**Document passage:**
::::

SPIRIT OF STEAMBOAT
A Walt Longmire Story
By Craig Johnson
Viking
146 pages
“Spirit of Steamboat” is the best story I’ve read all
year. It is easily the best Walt
Longmire story I’ve ever read and could perhaps be the best single piece of
fiction Craig Johnson has ever written.
Now let me back that all up.
The wonder of this little novella is how perfectly all the pieces fit
together. The plot is a gem of
simplicity which then becomes the surface on which Johnson lays out some truly
powerful moral tenets.
It is Christmas Eve, 1988, and newly elected Sheriff
Longmire is given a challenge unlike any other he has ever faced before. A ferocious winter storm has come barreling
out of Canada
and threatens to overwhelm most of the western states. Due to the weather, a horrible highway
accident has transpired leaving a very young girl the sole survivor of her
family. But she has suffered severe
burns over her body and unless she can be flown to the Children’s Hospital in Denver, she will die.
Longmire is at the Durant, Wyoming
airfield awaiting a Med-Evac helicopter bringing the patient and her
grandmother to rendezvous with a fixed wing aircraft that will take them the
rest of the way to Denver. The problem is the storm has arrived earlier
than predicted and made flying conditions impossible for any of the aircrafts
housed at the airfield; all but one that is.
Set in the back of the giant hangar is an old B-25 Mitchell bomber from
World War II named Steamboat after a legendary rodeo stallion by the same
name. When Longmire begins to suggest
the possibilities of using the old warbird to complete their mercy flight, he’s
told that not only is he crazy for suggestion such an idea but where in all of
Wyoming is he going to find a qualified pilot to fly the old relic?
If you’re a fan of this series, you already know that
Longmire’s predecessor, and mentor, is a cantankerous, one-legged old cowboy
named Lucian Connally. As it turns out,
the former sheriff was a bomber pilot in the war who flew in General Jimmy
Doolittle’s raid against Tokyo
within weeks of American’s entry into the conflict. Longmire manages to locate Connally and
“recruit” him for the mission. Connally
in turn drafts the lovely Julie Luehrman, a local school teacher and pilot to
be his co-pilot as he argues he’ll need someone with “two” legs to help him
control big plane.
When the medical helicopter arrives with its precious cargo,
Longmire is given another set-back.

::::

**Exercise goal:** Reproduce the passage of the book review from "The wonder of" up to and including "she will die.".

(Data records)
::::

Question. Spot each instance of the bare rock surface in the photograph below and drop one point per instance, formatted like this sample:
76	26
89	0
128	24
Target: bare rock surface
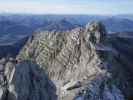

::::

**Answer box:**
The wonder of this little novella is how perfectly all the pieces fit
together. The plot is a gem of
simplicity which then becomes the surface on which Johnson lays out some truly
powerful moral tenets.
It is Christmas Eve, 1988, and newly elected Sheriff
Longmire is given a challenge unlike any other he has ever faced before. A ferocious winter storm has come barreling
out of Canada
and threatens to overwhelm most of the western states. Due to the weather, a horrible highway
accident has transpired leaving a very young girl the sole survivor of her
family. But she has suffered severe
burns over her body and unless she can be flown to the Children’s Hospital in Denver, she will die.